**SELECTED EXTRACT**
[Start of Attachment]

Myanmar activists warily test new right to protest

By Todd Pitman

Associated Press

Published: Tuesday, Feb. 14 2012 1:36 a.m. MST

In this photo taken Jan. 28, 2012, a man walks on a road to the Myanmar Dawei Deep Sea Port project site in Nabule township in Dawei, about 615 kilometers (380 miles) south of Yangon, Myanmar. When 200 activists in green T-Shirts marched along a pristine Myanmar beach to protest plans for a coal plant in the mass seaport project, they expected a long, tough struggle against the powers that be. A deputy Cabinet minister asked for a meeting. He listened patiently to their concerns about pollution. And then he told them the government agreed: It would halt construction of the controversial 4,000-megawatt plant on Myanmar's southern panhandle.

Khin Maung Win, Associated Press

DAWEI, Myanmar — When 200 activists in green T-Shirts marched along a pristine Myanmar beach to protest plans for a coal plant, they expected a long, tough struggle against the powers that be. But then, something bizarre happened.

A deputy Cabinet minister asked for a meeting. He listened patiently to their concerns about pollution. And then he told them the government agreed: It would halt construction of the controversial 4,000-megawatt plant in Dawei.

The group suspects the government had ulterior motives. But the fact that the administration was willing to sit down and listen to any protesters at all is a testament to dramatic reforms under way. It's also a sign that Myanmar's civil society is beginning to stir in ways that would have been unthinkable before.

[End of Attachment]

(Extracted data entries)
[Start of Attachment]

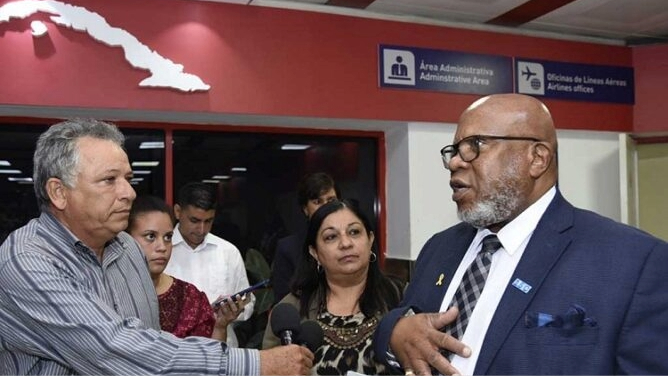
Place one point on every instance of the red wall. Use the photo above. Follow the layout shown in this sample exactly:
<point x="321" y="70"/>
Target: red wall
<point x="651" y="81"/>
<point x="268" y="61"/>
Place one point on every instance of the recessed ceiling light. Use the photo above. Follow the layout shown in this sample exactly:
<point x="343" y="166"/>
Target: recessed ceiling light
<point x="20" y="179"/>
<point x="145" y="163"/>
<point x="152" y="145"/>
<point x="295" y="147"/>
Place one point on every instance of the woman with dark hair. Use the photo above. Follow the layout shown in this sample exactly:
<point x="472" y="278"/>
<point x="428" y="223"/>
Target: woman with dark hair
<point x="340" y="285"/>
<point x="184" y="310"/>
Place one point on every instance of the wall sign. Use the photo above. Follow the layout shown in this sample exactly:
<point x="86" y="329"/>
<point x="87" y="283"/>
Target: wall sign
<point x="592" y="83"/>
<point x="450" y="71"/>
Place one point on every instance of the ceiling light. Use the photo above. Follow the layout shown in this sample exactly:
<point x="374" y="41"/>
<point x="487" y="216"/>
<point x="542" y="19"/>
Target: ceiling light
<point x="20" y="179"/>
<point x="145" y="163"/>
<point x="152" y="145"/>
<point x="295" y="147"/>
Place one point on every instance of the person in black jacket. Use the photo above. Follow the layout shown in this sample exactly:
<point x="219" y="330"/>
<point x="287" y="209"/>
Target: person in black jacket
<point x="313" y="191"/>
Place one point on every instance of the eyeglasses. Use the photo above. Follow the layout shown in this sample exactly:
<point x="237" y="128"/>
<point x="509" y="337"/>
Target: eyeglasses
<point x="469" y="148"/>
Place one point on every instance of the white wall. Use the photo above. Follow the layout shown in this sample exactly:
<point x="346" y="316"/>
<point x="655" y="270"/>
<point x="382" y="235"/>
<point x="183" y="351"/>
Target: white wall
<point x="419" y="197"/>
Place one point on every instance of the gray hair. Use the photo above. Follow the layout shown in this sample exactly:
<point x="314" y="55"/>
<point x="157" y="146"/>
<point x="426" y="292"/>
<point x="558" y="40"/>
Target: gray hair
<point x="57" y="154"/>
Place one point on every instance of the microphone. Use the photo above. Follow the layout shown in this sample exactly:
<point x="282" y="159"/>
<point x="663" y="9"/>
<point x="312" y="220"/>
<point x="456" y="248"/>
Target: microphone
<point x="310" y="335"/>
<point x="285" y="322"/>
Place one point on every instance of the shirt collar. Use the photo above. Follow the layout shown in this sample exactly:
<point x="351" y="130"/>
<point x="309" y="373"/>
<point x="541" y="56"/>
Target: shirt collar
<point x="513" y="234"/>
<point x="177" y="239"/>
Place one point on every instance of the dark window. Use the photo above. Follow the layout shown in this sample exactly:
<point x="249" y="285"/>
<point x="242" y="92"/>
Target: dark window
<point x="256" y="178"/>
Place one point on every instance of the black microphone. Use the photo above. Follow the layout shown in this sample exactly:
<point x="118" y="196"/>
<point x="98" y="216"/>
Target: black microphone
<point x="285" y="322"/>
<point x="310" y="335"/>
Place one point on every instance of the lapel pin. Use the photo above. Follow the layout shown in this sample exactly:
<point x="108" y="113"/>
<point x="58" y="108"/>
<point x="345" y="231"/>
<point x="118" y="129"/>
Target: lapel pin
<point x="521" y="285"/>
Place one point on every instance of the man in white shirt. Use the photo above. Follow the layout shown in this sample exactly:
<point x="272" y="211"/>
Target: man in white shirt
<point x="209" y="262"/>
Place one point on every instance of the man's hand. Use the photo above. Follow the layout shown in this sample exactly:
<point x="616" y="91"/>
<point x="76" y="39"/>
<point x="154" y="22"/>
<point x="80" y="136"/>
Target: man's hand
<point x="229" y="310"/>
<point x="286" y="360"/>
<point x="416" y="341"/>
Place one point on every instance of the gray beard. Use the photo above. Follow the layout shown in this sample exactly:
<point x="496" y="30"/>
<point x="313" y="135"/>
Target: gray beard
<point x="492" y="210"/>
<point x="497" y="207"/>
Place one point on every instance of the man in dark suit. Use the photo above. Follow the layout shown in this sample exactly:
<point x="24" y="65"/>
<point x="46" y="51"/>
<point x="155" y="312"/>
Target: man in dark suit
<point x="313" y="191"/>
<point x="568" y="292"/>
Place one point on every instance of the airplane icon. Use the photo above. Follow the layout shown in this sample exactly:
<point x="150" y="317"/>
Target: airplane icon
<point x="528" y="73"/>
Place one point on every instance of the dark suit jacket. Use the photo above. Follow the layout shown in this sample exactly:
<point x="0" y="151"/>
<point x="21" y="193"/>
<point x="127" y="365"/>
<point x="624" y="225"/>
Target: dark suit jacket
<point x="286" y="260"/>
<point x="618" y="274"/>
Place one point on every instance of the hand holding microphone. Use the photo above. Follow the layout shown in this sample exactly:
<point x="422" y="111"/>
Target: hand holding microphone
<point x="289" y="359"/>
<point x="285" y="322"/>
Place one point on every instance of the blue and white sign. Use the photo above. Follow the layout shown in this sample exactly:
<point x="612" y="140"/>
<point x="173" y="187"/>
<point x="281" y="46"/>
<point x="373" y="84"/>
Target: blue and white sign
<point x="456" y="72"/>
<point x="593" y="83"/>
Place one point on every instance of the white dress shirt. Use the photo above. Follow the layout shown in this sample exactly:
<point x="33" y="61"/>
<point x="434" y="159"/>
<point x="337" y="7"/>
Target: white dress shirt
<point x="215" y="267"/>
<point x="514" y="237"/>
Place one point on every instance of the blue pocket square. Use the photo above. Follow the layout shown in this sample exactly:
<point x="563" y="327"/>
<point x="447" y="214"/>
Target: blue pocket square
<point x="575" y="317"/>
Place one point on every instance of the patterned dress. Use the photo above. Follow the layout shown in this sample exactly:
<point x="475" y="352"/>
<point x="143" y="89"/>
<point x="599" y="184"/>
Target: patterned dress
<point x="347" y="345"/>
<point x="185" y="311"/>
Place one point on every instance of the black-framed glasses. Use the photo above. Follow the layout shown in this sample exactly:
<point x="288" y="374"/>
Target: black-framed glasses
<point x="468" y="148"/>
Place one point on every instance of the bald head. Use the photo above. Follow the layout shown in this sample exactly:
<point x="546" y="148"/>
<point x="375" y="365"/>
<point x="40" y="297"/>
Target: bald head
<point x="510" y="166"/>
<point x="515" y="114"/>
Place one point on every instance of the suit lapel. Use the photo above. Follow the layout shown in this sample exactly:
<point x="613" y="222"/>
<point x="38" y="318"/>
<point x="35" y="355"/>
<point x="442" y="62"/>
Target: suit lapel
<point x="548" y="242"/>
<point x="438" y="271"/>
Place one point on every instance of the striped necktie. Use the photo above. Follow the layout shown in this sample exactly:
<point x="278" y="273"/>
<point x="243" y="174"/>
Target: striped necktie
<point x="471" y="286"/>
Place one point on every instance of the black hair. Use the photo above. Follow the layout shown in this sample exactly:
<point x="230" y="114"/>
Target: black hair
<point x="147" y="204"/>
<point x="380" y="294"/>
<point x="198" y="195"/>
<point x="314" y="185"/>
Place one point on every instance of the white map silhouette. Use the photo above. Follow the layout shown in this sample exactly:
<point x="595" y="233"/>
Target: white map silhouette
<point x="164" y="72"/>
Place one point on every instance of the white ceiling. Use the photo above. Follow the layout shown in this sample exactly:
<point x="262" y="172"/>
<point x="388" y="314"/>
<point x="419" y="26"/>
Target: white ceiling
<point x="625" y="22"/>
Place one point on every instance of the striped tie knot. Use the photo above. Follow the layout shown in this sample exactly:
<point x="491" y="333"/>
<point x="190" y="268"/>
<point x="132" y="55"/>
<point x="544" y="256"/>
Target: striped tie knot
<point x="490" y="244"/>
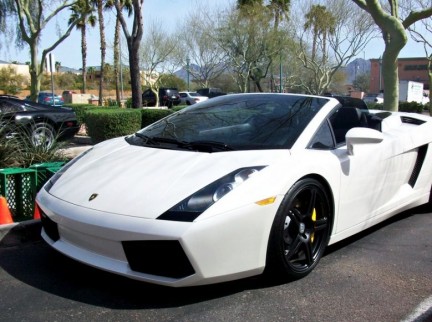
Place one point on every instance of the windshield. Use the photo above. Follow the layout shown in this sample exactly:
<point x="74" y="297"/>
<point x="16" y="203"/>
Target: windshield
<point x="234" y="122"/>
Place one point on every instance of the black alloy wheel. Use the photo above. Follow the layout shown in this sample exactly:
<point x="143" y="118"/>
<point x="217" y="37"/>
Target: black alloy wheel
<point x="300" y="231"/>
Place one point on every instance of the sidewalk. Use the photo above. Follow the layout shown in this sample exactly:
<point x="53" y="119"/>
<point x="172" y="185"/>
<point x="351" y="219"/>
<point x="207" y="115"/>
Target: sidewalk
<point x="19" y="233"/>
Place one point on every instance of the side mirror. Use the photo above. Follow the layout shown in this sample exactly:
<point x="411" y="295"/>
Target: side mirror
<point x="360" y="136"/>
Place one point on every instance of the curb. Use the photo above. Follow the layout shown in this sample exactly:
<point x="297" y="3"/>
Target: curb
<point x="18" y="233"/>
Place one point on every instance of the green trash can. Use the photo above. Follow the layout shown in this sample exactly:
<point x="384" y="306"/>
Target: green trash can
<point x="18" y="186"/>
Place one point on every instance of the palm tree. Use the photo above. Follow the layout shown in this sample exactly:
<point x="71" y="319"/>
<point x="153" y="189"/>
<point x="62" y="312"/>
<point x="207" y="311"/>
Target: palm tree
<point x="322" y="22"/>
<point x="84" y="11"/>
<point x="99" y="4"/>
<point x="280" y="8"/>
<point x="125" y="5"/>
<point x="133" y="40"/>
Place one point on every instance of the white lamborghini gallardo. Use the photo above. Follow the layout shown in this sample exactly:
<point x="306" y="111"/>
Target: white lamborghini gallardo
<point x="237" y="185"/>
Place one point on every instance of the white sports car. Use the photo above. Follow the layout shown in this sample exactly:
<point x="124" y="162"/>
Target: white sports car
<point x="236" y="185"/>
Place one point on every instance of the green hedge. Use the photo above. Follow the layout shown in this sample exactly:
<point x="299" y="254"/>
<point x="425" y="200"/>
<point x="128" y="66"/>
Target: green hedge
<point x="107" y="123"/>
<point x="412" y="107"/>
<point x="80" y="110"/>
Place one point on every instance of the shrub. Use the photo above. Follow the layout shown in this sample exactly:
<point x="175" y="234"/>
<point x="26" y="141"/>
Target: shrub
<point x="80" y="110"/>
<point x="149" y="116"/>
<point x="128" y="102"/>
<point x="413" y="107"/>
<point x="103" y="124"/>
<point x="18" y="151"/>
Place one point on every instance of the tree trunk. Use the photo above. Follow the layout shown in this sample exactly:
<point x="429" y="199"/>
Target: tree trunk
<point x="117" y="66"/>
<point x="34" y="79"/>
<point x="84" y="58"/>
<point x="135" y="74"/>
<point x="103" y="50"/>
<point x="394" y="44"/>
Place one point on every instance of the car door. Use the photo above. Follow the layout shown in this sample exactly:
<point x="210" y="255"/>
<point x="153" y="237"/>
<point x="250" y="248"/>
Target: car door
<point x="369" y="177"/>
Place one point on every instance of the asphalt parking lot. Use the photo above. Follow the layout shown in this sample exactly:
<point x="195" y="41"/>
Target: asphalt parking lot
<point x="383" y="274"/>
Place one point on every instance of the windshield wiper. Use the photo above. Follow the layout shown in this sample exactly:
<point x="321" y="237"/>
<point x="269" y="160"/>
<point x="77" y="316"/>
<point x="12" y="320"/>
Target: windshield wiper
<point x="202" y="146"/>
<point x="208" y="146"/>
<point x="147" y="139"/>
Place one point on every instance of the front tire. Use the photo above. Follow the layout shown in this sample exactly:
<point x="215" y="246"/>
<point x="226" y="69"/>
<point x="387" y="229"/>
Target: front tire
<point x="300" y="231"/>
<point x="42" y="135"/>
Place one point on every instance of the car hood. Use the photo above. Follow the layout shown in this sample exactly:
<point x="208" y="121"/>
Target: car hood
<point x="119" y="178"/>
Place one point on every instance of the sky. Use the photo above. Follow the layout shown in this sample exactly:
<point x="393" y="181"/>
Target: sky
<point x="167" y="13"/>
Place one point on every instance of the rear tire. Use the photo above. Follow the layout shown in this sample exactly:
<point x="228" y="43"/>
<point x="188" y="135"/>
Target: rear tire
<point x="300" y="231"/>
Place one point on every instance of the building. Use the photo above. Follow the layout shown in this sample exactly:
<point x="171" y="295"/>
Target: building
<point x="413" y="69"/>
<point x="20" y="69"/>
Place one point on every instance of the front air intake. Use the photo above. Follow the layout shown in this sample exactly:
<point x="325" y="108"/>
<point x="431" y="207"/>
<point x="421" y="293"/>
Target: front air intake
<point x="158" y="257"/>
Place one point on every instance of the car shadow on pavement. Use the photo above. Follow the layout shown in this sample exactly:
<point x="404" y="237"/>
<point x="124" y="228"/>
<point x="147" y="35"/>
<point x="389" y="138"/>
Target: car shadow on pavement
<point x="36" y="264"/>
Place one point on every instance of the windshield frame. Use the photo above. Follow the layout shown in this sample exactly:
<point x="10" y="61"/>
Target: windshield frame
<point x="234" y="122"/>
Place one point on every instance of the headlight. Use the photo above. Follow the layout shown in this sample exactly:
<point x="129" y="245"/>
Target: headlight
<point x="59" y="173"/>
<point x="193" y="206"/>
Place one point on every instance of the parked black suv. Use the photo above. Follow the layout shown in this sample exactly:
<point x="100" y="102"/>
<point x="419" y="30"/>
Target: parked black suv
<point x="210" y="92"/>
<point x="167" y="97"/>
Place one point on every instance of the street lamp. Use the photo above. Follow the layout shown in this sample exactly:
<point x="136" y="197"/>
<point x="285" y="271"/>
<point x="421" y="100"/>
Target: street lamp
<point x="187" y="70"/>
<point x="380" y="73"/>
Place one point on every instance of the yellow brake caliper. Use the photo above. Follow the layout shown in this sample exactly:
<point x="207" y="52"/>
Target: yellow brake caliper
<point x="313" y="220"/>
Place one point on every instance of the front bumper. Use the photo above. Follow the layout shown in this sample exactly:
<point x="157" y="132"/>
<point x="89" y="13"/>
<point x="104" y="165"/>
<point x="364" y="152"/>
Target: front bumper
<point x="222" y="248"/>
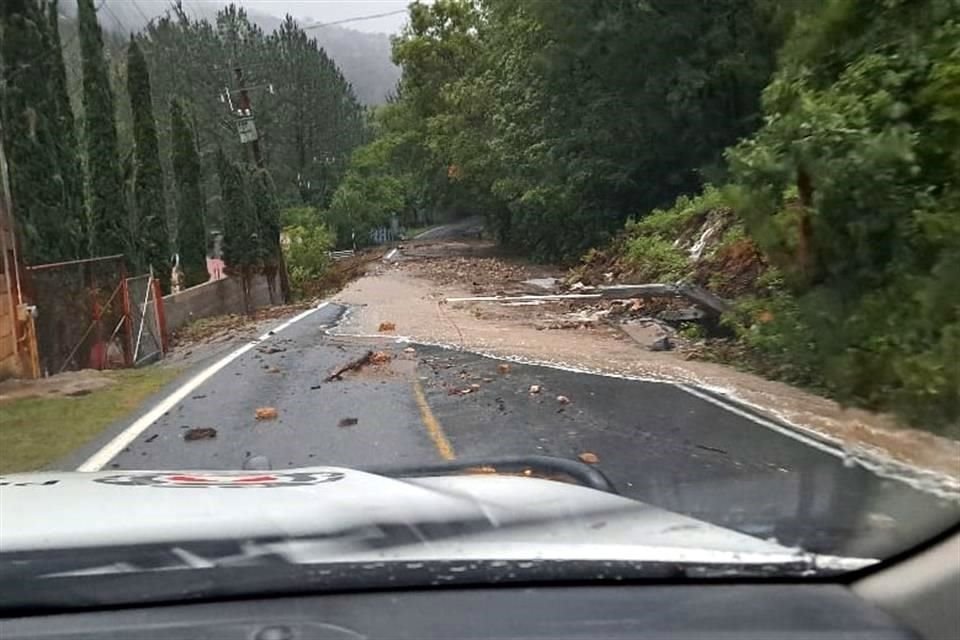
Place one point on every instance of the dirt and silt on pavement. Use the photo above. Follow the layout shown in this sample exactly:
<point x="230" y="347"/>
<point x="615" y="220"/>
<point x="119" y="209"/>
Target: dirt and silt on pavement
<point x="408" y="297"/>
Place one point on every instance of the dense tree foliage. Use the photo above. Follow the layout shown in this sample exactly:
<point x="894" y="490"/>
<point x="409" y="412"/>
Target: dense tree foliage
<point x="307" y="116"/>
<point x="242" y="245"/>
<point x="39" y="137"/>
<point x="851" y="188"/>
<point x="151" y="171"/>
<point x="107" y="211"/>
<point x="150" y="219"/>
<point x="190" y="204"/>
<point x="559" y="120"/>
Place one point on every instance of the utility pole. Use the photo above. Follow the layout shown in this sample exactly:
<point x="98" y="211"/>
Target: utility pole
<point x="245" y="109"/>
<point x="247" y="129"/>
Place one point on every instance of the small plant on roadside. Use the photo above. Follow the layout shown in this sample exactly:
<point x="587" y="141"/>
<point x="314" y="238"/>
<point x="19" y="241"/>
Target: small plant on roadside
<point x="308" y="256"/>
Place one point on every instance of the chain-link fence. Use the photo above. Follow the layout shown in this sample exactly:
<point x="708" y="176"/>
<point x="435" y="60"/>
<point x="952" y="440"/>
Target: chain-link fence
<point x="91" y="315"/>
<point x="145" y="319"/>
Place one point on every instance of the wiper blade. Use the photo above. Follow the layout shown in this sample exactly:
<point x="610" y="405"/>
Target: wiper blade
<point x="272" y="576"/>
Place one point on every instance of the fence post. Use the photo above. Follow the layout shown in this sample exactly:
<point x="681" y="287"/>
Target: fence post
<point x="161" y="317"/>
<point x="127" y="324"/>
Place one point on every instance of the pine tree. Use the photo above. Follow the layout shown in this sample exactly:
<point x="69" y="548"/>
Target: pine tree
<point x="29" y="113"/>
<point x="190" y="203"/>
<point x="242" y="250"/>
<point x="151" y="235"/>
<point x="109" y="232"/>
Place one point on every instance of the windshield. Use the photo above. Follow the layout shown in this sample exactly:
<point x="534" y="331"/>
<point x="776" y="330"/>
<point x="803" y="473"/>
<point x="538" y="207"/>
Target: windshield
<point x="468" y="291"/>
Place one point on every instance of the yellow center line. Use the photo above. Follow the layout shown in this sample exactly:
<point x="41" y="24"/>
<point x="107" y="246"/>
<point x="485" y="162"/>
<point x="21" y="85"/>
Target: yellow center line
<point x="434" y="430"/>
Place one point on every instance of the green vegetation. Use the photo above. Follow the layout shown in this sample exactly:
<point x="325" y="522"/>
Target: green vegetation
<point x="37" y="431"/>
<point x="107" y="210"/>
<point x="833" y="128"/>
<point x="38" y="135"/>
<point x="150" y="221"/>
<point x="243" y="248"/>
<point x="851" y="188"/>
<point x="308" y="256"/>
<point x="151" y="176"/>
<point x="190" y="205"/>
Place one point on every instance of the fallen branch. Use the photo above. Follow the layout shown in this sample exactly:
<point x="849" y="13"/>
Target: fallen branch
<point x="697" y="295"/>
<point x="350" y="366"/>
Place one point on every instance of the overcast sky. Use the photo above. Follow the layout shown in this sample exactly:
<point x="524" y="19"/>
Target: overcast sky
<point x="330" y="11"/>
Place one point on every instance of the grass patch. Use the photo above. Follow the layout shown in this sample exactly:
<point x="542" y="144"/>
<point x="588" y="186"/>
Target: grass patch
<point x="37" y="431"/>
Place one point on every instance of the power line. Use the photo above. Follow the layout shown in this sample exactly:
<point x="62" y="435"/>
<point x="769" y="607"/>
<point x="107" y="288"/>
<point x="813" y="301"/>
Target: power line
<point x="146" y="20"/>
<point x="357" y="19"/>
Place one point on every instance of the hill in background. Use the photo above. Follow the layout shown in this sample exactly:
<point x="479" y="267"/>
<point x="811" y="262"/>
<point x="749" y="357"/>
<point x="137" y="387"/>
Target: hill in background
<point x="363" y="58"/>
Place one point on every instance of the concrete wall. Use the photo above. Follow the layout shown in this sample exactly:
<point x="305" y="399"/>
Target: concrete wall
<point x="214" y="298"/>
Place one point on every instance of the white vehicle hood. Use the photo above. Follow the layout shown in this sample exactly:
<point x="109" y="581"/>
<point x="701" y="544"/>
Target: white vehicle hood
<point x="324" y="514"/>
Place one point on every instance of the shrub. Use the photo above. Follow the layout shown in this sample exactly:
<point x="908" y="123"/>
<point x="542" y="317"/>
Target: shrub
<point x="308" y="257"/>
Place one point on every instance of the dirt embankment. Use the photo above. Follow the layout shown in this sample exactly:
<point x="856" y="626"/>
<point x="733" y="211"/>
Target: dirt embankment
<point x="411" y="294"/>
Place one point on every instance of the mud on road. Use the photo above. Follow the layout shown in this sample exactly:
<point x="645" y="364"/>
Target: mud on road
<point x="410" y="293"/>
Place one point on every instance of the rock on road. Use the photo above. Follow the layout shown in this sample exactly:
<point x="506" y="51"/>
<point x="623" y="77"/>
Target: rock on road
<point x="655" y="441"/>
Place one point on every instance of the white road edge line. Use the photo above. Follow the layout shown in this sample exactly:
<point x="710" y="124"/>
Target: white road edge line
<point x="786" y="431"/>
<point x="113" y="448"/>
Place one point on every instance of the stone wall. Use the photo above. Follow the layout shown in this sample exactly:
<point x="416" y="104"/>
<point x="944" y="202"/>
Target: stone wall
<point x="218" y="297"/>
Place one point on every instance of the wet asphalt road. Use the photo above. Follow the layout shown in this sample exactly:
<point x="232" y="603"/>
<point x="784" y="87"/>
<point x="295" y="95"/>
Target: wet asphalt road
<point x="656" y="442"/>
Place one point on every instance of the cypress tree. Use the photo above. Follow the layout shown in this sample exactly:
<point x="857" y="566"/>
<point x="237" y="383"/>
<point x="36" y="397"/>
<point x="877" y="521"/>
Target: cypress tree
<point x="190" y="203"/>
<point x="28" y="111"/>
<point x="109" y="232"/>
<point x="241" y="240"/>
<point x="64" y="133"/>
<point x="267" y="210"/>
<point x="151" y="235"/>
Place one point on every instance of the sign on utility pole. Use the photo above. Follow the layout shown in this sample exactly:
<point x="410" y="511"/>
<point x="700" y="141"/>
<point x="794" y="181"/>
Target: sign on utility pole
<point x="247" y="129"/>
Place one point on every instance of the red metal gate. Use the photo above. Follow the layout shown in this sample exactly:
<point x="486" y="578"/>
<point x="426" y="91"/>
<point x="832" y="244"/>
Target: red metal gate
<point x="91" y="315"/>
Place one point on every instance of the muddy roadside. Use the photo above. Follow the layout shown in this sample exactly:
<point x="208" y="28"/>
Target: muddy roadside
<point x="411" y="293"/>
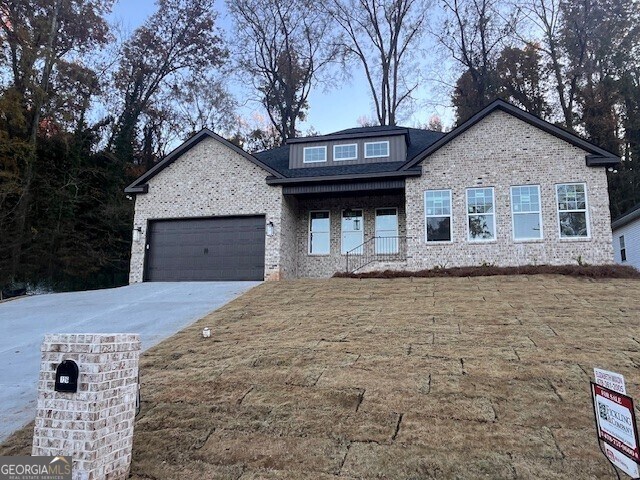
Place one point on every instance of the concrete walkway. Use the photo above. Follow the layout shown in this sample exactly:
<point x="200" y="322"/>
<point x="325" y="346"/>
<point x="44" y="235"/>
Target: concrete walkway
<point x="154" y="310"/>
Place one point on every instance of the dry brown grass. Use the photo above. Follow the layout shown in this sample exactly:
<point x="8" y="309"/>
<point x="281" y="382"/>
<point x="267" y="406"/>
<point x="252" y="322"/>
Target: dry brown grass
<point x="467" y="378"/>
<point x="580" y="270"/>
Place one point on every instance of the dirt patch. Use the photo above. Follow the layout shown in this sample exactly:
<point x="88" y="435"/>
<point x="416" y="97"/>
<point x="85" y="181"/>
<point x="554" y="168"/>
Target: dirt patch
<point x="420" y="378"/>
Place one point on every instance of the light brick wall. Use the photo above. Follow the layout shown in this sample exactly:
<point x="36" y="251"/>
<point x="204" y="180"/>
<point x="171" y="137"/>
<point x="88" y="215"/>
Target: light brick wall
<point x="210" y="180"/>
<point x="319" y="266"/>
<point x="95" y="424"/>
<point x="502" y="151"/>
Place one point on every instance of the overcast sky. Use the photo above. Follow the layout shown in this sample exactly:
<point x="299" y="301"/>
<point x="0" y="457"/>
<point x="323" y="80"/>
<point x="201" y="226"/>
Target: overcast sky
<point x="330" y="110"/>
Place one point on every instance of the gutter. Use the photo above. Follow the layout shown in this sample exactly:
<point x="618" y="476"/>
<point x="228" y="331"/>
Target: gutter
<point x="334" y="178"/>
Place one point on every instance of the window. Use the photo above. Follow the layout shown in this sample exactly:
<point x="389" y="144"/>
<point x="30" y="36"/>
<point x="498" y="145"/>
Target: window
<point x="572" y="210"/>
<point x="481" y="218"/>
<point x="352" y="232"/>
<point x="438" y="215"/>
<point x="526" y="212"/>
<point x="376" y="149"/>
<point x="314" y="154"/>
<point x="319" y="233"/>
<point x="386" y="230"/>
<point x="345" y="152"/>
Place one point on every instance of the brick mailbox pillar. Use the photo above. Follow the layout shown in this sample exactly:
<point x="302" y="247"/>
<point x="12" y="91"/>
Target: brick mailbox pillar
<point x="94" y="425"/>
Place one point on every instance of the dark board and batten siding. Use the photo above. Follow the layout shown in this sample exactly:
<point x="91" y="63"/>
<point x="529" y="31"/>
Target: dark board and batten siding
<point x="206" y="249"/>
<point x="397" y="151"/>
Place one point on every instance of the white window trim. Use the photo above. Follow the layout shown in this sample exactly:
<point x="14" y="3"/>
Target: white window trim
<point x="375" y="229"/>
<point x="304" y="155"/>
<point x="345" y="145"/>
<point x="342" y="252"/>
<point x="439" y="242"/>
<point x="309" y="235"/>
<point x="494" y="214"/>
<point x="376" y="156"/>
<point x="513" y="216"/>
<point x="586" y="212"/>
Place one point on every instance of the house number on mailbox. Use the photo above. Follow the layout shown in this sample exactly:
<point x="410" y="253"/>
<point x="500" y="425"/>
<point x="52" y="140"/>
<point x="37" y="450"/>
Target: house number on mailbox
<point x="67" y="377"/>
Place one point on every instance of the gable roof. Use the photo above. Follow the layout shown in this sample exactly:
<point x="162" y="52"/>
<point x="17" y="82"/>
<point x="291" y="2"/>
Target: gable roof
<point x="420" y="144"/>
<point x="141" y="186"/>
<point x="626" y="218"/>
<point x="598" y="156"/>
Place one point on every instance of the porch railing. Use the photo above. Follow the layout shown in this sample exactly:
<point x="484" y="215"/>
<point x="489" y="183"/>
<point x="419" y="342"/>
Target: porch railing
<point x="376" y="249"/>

[End of Attachment]

**YOUR OBJECTIVE**
Answer these questions about the Myanmar protest article above:
(a) On what date was the article published?
(b) About how far south of Yangon is Dawei, according to the photo caption?
(c) What was the capacity of the coal plant whose construction the government agreed to halt?

**EXPECTED ANSWER**
(a) Tuesday, Feb. 14 2012
(b) About 615 kilometers (380 miles)
(c) 4,000 megawatts